ENTRIES SHOWN section start
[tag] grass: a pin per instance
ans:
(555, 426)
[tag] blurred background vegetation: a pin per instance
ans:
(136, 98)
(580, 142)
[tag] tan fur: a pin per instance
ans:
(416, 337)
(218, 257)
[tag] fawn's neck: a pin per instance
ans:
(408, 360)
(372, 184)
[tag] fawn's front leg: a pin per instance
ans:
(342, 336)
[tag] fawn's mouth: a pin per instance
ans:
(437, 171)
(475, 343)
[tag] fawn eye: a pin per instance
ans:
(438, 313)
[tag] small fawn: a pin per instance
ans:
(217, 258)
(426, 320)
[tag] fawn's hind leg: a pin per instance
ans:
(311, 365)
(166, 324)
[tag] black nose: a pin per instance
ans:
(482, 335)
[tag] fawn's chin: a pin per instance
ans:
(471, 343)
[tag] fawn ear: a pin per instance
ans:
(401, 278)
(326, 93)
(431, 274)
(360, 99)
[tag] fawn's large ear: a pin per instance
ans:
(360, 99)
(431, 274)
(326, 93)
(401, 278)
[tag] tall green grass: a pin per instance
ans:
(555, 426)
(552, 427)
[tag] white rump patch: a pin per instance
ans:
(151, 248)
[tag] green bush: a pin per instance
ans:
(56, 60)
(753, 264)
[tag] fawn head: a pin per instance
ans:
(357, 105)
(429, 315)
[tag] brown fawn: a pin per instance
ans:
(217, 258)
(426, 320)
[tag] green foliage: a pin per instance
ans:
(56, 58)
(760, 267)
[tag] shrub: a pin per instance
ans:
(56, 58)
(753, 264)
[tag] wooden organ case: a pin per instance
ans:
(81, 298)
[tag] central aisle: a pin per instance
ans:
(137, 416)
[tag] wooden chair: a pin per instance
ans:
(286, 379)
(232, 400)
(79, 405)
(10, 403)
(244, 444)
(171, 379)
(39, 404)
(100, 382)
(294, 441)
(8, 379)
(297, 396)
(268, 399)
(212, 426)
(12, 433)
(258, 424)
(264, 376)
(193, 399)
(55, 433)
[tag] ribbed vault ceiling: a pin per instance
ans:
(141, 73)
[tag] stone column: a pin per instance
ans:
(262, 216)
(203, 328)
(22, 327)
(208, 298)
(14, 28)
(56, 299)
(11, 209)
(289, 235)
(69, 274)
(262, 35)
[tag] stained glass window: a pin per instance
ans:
ENTRIES SHOWN section end
EXERCISE OBJECTIVE -
Check each line of the entries above for the string "grass", and return those that contain it.

TASK RESULT -
[tag] grass: a pin per instance
[tag] tall green grass: a pin per instance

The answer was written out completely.